**SHORT TASK**
Return verbatim the run of lines that opens with the line holding "Task: identify the mossy" and closes with the last line of the records.

Pointing dataset records:
- - - -
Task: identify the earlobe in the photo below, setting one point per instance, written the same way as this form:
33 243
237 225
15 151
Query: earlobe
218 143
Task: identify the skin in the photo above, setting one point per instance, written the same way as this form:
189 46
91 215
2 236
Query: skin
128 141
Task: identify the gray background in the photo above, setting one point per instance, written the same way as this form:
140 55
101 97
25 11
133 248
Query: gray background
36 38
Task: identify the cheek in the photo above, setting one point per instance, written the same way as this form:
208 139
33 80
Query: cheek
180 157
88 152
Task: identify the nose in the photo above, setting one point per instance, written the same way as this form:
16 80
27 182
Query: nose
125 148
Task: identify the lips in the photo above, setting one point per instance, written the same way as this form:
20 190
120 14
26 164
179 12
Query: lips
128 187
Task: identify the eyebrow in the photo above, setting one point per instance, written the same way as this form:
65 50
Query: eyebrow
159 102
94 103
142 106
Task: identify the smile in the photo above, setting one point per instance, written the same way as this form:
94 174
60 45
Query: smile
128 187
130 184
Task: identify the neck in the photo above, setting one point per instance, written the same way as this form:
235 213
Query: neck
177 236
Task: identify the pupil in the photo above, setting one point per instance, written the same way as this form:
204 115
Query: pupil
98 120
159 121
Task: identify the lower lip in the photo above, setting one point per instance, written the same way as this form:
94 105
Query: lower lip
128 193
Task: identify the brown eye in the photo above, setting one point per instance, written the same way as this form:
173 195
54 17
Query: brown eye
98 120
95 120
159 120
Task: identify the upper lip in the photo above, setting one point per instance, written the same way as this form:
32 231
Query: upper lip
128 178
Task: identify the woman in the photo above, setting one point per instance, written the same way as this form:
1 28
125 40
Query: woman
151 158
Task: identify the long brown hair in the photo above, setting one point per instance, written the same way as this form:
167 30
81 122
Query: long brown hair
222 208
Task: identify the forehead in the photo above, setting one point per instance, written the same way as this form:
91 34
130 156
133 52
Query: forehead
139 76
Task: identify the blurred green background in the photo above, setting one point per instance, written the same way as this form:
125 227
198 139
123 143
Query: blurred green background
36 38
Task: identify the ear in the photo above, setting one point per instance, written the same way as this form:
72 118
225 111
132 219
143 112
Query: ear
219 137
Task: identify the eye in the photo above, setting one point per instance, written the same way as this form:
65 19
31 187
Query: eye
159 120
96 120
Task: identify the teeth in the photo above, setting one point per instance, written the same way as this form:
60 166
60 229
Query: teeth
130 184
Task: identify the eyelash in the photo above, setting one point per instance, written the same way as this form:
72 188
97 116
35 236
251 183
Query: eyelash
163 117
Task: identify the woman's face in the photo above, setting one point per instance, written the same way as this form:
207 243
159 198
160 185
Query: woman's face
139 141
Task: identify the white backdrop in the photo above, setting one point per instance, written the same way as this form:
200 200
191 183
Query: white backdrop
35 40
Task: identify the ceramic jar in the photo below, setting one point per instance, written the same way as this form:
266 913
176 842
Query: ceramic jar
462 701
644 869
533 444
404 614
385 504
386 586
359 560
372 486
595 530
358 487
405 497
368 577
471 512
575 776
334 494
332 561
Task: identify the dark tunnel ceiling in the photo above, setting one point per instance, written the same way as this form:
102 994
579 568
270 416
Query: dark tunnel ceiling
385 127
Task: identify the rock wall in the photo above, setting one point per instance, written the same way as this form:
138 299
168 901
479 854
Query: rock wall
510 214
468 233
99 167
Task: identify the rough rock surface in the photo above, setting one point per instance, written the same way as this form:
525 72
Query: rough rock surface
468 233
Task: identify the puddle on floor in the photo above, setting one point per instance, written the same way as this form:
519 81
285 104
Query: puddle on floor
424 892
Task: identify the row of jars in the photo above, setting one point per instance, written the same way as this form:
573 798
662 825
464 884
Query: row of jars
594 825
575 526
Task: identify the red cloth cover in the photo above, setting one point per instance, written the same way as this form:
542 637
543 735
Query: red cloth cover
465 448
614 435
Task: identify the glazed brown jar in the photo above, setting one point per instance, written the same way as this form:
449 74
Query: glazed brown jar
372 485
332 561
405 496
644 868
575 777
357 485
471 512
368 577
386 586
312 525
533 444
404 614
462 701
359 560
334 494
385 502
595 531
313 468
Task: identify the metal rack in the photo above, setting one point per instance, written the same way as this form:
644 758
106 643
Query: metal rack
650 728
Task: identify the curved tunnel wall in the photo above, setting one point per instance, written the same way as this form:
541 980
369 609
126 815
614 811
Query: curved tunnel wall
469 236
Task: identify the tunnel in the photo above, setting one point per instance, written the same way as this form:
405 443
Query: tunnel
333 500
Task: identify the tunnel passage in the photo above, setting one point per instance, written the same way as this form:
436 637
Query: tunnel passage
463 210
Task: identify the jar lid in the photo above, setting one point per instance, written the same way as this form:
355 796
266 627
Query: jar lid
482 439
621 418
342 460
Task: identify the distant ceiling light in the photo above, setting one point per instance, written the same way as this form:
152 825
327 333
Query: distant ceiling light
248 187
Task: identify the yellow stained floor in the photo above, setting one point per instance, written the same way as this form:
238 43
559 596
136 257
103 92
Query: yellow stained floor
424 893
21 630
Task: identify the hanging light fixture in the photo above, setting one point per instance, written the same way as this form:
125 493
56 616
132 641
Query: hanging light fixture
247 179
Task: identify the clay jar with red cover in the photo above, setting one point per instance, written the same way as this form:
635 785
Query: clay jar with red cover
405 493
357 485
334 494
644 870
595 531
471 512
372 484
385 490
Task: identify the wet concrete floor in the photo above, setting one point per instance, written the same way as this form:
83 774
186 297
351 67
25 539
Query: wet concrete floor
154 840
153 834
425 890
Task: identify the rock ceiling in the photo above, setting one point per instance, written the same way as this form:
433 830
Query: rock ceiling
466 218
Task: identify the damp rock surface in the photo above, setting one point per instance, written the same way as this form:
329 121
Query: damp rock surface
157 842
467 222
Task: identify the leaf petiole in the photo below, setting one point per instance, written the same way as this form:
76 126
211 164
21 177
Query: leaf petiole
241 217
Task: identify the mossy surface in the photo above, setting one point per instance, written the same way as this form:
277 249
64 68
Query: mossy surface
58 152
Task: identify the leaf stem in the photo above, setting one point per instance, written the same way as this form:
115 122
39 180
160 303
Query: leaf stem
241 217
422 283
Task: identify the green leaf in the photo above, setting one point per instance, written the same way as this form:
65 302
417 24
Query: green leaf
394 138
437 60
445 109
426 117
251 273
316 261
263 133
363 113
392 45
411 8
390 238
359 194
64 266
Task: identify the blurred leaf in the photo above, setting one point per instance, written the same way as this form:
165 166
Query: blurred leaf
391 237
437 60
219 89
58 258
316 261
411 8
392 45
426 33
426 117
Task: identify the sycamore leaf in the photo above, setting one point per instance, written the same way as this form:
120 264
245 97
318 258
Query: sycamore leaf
- - - -
**FINISHED EXERCISE**
Task: identify the mossy surface in the photo above, setting one point per instance, written the same way as this form:
277 249
64 68
Query: mossy surface
58 152
Task: identify the leaf stem in the photo above, setting one point per instance, written the same way as this form:
115 122
39 180
160 303
Query: leaf stem
241 217
422 283
Task: identify the green leaf in the photo above, setting one point per instance, written the same way as this form:
65 302
417 24
Query: green leaf
394 138
437 60
445 109
426 117
251 273
316 261
263 133
363 113
392 45
411 8
390 238
359 194
64 266
Task: identify the blurred leaf in the photo above, setting one point per instance, written the same way as this form:
165 166
Query: blurred leaf
391 237
437 60
219 89
58 258
316 261
411 8
392 45
426 33
426 117
Task: identify the sycamore leaf in the photo above, setting one point per instance, written the same way as this form:
120 264
245 97
318 258
Query: sycamore leaf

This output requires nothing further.